*Instructions for the task*: Turn the records, from the first line through the line holding "(263, 78), (312, 107)", both ends included, into a Markdown table with the columns Row and Text. Number each row and leave out the blank lines.

┌─ Provided records

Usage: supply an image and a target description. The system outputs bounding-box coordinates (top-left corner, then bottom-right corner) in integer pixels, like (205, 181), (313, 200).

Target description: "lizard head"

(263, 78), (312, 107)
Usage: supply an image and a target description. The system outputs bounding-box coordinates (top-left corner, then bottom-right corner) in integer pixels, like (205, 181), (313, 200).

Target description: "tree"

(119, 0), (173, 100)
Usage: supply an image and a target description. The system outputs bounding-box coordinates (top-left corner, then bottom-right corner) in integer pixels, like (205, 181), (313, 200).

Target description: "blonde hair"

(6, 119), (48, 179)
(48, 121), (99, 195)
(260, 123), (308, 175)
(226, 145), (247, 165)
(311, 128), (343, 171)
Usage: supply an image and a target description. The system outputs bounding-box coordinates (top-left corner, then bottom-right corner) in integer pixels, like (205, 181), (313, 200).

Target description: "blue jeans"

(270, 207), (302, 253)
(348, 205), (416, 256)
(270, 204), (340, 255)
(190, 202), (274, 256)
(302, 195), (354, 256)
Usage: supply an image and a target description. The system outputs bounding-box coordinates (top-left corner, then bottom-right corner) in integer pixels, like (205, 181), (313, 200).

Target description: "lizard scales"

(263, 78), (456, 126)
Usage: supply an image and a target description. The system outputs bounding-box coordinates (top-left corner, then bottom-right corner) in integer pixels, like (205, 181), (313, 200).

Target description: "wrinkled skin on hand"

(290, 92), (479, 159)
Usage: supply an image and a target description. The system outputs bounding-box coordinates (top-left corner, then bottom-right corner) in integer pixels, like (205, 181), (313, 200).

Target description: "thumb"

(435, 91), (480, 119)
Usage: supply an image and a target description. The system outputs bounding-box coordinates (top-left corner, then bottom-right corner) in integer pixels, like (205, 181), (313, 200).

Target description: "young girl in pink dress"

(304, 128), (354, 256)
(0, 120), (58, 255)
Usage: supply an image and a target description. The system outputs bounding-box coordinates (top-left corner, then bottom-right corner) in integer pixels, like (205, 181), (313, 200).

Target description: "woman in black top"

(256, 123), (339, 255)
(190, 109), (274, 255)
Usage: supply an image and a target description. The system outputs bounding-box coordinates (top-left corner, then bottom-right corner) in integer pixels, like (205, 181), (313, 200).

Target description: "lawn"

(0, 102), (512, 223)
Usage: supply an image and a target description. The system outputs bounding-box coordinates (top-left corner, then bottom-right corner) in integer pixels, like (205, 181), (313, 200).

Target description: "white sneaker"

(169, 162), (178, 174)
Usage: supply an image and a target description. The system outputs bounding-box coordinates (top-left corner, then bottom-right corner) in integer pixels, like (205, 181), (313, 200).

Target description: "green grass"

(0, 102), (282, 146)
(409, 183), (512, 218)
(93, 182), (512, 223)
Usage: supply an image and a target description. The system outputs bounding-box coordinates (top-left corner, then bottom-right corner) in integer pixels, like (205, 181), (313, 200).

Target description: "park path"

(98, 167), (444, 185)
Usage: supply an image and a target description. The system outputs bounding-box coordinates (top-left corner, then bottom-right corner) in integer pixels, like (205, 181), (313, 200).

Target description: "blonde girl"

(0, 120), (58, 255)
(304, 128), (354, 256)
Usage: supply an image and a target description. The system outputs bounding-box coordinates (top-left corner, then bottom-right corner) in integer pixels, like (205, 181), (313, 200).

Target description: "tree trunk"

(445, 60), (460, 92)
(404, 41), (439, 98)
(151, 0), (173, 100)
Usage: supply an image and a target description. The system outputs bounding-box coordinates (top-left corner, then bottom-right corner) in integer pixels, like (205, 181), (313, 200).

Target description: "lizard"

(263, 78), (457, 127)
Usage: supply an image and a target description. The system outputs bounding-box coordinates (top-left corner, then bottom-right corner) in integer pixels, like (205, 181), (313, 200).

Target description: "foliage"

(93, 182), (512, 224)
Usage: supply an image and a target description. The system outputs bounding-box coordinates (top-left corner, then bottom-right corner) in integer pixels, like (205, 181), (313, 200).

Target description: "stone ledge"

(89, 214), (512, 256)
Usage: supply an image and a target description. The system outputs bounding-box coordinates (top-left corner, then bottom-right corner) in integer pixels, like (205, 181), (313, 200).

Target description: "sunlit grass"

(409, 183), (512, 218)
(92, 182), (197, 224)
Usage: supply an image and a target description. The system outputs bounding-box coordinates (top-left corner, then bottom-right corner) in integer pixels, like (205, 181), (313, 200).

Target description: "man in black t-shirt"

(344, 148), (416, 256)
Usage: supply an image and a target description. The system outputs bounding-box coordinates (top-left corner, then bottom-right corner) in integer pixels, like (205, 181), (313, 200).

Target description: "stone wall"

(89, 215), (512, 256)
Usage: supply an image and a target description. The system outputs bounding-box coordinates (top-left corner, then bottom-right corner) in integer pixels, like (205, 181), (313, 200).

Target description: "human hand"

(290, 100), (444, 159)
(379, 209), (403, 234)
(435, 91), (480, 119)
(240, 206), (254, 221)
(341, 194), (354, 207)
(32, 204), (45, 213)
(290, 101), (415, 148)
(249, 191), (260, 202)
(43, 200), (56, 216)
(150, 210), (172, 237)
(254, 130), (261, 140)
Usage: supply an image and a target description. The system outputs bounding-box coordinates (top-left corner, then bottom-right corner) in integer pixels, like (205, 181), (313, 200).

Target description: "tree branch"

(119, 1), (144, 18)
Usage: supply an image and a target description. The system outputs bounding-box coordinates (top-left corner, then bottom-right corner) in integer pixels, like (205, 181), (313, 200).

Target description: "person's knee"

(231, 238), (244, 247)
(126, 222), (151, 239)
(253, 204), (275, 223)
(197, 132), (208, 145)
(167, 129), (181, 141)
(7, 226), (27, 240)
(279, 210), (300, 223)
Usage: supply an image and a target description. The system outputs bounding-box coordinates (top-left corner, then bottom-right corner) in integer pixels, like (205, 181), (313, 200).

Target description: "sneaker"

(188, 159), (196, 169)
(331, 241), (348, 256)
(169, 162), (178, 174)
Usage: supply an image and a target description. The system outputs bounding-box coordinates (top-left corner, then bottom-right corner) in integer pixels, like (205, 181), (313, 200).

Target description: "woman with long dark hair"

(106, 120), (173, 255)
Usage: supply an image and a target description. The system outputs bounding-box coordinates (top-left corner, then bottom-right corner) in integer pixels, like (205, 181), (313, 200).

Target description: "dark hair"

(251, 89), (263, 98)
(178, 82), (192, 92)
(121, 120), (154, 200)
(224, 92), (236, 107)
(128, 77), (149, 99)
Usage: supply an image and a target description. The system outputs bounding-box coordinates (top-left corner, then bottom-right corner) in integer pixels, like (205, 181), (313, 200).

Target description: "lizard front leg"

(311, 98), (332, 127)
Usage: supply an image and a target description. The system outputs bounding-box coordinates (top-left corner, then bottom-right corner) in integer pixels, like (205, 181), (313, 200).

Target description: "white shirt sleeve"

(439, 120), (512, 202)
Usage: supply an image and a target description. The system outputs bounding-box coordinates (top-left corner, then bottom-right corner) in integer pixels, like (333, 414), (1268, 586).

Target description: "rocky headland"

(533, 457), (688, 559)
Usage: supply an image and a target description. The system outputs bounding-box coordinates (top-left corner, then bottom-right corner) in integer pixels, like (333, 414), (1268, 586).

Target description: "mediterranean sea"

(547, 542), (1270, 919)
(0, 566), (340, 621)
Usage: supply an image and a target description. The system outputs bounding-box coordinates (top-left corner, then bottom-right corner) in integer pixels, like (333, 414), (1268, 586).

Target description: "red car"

└─

*Response to this task*:
| Row | Text |
|---|---|
| 1 | Usage: supply an image and a target description. The system outputs bounding-box coordinates (top-left corner, then bottom-right corner) in integer pixels, like (205, 181), (313, 200). |
| 2 | Target description: "lizard head" |
| 3 | (263, 78), (312, 107) |